■ **ACTIVITY LIST**:
**a.** Decide whether each statement agrees with the endometriosis study summary, and answer yes or no with the deciding words from it quoted exactly: (i) the mouse model was built with male C57BL/6J mice; (ii) fecal samples were analyzed by non-targeted metabolomics and 16S rRNA sequencing; (iii) metabolite-microbiota correlations were assessed with Pearson correlation coefficients.
**b.** Repeat the part of the endometriosis study summary starting with "This study investigated" and going on through "Spearman correlation coefficients.".
**c.** According to the endometriosis study summary, what was used to perform functional prediction of the gut microbiota?

■ **TEXT EXCERPT**:

Correlation of fecal metabolomics and gut microbiota in mice with endometriosis Original paper

What Was Studied?

This study investigated the correlation between fecal metabolomics and gut microbiota in mice with endometriosis. Using a controlled experimental design, researchers constructed an endometriosis (EMS) mouse model with female C57BL/6J mice and analyzed fecal samples through non-targeted metabolomics and 16S rRNA sequencing. The primary objective was to identify differential metabolites and microbial compositions that could serve as biomarkers for endometriosis and provide insight into the metabolic pathways affected by gut dysbiosis in EMS. Functional prediction of the gut microbiota was performed using PICRUSt, and metabolite-microbiota correlations were assessed through Spearman correlation coefficients.

■ **DATASET EXCERPTS**:
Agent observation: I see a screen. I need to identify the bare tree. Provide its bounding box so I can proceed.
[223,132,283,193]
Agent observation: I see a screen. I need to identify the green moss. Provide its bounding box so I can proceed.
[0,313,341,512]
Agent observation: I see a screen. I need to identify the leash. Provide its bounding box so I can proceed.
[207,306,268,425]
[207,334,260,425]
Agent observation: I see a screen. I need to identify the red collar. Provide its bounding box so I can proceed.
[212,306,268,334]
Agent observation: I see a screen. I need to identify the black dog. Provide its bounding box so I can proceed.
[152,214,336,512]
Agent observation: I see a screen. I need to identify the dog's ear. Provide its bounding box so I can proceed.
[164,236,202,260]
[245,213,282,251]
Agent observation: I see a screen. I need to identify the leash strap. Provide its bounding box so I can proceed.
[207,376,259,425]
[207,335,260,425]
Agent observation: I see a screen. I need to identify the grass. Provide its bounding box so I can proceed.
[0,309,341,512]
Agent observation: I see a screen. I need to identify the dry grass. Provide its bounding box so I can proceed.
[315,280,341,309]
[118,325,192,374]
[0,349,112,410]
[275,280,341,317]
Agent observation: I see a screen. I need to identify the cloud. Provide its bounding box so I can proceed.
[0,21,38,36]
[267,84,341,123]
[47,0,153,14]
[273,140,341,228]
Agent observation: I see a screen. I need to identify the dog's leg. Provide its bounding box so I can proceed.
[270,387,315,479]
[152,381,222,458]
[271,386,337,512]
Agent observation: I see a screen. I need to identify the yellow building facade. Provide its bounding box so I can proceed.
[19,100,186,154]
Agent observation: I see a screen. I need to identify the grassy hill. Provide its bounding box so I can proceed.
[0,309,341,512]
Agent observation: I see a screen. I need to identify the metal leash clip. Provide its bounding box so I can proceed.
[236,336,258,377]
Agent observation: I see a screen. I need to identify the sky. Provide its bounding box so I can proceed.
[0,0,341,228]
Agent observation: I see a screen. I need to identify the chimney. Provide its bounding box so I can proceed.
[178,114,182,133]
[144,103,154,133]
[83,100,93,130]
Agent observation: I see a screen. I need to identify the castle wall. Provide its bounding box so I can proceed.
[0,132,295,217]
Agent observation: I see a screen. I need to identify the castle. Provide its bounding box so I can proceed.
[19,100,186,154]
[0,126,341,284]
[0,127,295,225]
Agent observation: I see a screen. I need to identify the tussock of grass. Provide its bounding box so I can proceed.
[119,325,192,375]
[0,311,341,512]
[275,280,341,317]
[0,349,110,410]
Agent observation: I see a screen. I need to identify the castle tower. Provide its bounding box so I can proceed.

■ **TASK-BY-TASK SOLUTIONS**:
**a.**
(i) No: "constructed an endometriosis (EMS) mouse model with female C57BL/6J mice"
(ii) Yes: "analyzed fecal samples through non-targeted metabolomics and 16S rRNA sequencing"
(iii) No: "metabolite-microbiota correlations were assessed through Spearman correlation coefficients"

**b.**
This study investigated the correlation between fecal metabolomics and gut microbiota in mice with endometriosis. Using a controlled experimental design, researchers constructed an endometriosis (EMS) mouse model with female C57BL/6J mice and analyzed fecal samples through non-targeted metabolomics and 16S rRNA sequencing. The primary objective was to identify differential metabolites and microbial compositions that could serve as biomarkers for endometriosis and provide insight into the metabolic pathways affected by gut dysbiosis in EMS. Functional prediction of the gut microbiota was performed using PICRUSt, and metabolite-microbiota correlations were assessed through Spearman correlation coefficients.

**c.** PICRUSt